ABOUT THIS EXERCISE | Write out each entry again. Keep every word exactly as it is.

RECORDS |
....
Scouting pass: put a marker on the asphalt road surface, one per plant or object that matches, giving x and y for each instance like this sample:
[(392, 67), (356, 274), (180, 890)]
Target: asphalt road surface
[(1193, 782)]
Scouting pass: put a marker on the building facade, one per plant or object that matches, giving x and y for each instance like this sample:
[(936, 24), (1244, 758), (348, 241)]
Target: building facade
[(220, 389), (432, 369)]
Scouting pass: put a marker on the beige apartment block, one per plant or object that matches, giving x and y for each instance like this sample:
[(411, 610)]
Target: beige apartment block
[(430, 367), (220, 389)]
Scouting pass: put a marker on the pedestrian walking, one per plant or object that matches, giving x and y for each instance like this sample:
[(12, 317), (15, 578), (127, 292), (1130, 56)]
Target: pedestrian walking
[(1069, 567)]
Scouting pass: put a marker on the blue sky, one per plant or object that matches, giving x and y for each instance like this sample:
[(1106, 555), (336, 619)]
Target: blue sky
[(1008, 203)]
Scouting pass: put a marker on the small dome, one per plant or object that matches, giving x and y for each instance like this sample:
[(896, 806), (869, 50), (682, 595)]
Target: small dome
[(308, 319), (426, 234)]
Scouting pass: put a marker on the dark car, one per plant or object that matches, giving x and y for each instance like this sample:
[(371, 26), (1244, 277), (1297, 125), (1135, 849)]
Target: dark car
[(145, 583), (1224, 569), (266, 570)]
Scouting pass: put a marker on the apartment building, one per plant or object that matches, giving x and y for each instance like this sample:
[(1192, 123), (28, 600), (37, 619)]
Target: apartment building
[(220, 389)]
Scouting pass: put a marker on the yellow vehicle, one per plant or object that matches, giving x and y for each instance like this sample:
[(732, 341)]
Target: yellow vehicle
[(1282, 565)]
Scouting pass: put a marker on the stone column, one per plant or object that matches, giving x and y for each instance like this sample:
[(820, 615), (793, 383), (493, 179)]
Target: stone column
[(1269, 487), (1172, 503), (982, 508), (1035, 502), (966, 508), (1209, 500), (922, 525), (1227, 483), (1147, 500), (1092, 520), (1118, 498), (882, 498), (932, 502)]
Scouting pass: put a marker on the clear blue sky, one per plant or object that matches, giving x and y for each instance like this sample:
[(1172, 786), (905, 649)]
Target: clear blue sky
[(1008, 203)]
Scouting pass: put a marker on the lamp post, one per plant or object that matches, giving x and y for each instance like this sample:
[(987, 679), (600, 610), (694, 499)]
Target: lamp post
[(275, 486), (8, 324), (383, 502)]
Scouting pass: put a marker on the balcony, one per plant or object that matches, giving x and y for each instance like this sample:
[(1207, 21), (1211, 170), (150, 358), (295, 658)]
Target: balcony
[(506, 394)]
....
WRITTEN ANSWER |
Scouting pass: put a marker on the asphalt road surface, one per plant or object that matches, giving x and y for each instance like this sample:
[(392, 67), (356, 274), (180, 890)]
Target: asphalt road surface
[(1193, 782)]
Scouting pass: put a marker on the building facade, one per plant or object that matches, giving x and y for each instance like this sample:
[(936, 24), (1244, 758), (348, 241)]
Target: building facade
[(220, 389), (432, 369)]
Scouting pass: put a marker on the beige apartment block, one per plant or object that matches, giving x and y for each instance like this sample:
[(411, 610)]
Target: beige apartment block
[(430, 367), (220, 389)]
Scouting pass: put a marker on the pedestrian walking, one per plant or object that matches, giving x and y for each instance like this sample:
[(12, 317), (15, 578), (127, 292), (1130, 56)]
Target: pedestrian walking
[(1069, 567)]
Scouting pass: put a marker on the blue sky, one per plant or object that matches, giving x and y for each instance like this sample:
[(1106, 555), (336, 619)]
Target: blue sky
[(1008, 203)]
Scouting pass: put a marker on the small dome, one per plant or object that matches, giving x and y for each instance like this sample:
[(896, 806), (869, 50), (682, 595)]
Target: small dome
[(308, 319), (426, 234)]
Scouting pass: put a marker on the dark car, one per plant or object that matches, giving x and y for each instance like this sample:
[(371, 26), (1244, 277), (1297, 125), (1135, 849)]
Target: dark car
[(145, 583), (1224, 569), (266, 570)]
Scouting pass: put a marker on the apartment building, one per plant or object that matches, giving x and y for each instance like this sample:
[(1192, 123), (28, 600), (37, 619)]
Target: apartment building
[(220, 389)]
Scouting pass: put a marker on the yellow vehicle, one per plant or object that matches, giving x and y for each instance like this sample:
[(732, 341)]
Target: yellow vehicle
[(1282, 565)]
Scouting pass: put a marker on the stone column, one per plant or object that matches, giving x and y for each instance like this sample:
[(820, 615), (793, 383), (493, 179)]
Target: stone column
[(1269, 487), (1172, 503), (982, 508), (1035, 502), (966, 508), (1209, 500), (922, 525), (1227, 483), (1147, 500), (1092, 520), (1118, 498), (882, 498), (932, 502)]
Scouting pass: put a marker on the clear blue sky, one per plant or object that matches, giving x and y for each instance like this sample:
[(1172, 786), (905, 649)]
Target: clear blue sky
[(1008, 203)]
Scouting pass: put a marker on the lamp post, one per plant or object that matches, giving x and y for each instance like this sample:
[(987, 679), (600, 610), (694, 499)]
Target: lamp post
[(275, 486), (8, 324), (383, 502)]
Scouting pass: put a marker on the balcony, one per plant or object that matches, giving x and y for each instance like this sample:
[(1207, 21), (1211, 170), (150, 358), (295, 658)]
Target: balcony
[(506, 394)]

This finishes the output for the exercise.